Write the next part of the passage on fast travel, instant communication and the coming end of the world, starting right after its last sentence.

_SOURCE DOCUMENT:_
★ ★ ★ ★
We live in an amazing time in which we have instant communications and can travel anywhere in the world in a relatively short amount of time. The earth is a big place, but we can traverse it by plane in less than two days. It used to be that a ship going across the Atlantic Ocean took about three months from Europe to America. Now, we fly across the ocean in a matter of hours. Yet, we freak out that we have to be to the airport two hours before a flight and grump and complain about standing in a twenty minute line to board a plane.

It used to be that communication moved at the same pace as a ship. Knowing about a significant event that happened in Europe would take three months to reach America. Now we can know about what kind of bread some Frenchman ate for breakfast almost instantly after he eats it because he posted it on social media. And we complain if we have to wait a few extra seconds for something to load on our computers and phones, as if the world were about to end.

Well, actually, it is about to end.

Until that happens, we are not to twiddle our thumbs and simply wait for the end to come, spending our remaining time figuring out exactly the day and hour of Christ’s return. Instead, all things are being transformed. And it will culminate and climax in his Second Coming and the final passing away of the old order of things.
★ ★ ★ ★
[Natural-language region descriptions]

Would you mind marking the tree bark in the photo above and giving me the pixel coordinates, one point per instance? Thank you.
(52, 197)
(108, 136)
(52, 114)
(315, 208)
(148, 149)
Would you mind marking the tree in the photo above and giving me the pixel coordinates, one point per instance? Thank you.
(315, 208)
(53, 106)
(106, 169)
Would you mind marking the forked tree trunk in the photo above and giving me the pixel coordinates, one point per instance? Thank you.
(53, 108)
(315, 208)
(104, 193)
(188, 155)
★ ★ ★ ★
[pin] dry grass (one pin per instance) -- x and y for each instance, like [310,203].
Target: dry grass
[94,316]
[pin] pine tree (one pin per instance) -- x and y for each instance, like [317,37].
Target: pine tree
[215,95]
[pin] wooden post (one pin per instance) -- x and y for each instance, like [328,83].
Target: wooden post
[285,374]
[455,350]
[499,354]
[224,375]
★ ★ ★ ★
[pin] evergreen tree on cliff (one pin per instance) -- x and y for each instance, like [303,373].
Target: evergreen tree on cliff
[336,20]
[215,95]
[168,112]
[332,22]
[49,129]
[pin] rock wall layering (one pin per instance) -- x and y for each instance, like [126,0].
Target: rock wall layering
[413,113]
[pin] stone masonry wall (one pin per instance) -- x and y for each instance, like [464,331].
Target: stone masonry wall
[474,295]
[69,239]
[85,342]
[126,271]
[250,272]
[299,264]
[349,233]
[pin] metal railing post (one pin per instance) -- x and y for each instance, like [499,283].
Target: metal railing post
★ ★ ★ ★
_REPLY TO THE TASK:_
We properly anticipate Jesus coming again when we let God change our hearts and lives, our neighborhoods and workplaces, our families and churches, to be just like Jesus. God is now in the business of preparing for Christ’s return by doing away with the old order to make room for the new. 

Therefore, if anyone is in Christ, the new creation has come: The old has gone, the new is here! All this is from God, who reconciled us to himself through Christ and gave us the ministry of reconciliation: that God was reconciling the world to himself in Christ, not counting people’s sins against them. And he has committed to us the message of reconciliation. 

We are therefore Christ’s ambassadors, as though God were making his appeal through us. We implore you on Christ’s behalf: Be reconciled to God. God made him who had no sin to be sin for us, so that in him we might become the righteousness of God. (2 Corinthians 5:17-21, NIV)

The book of Revelation helps us to break our fixation with the past and holding onto the ways we have always done things. It reminds us of God’s capacity and action for renewal.  We can walk now in newness of life. 

We were therefore buried with him through baptism into death in order that, just as Christ was raised from the dead through the glory of the Father, we too may live a new life. (Romans 6:4, NIV)

The work of God will ultimately destroy the old and bring in the new. God is now in the process of renewal, changing lives so that Christ can dwell in our hearts through faith as the Alpha and Omega, the Beginning and the End, as the One who has no room for any other god.

God knows the whole story. The Lord knows your story. The sovereign ruler of the universe knows how everything is going to turn out. When everything passes away, when all is stripped from our lives, when the world as we know it is done away with, what are we left with?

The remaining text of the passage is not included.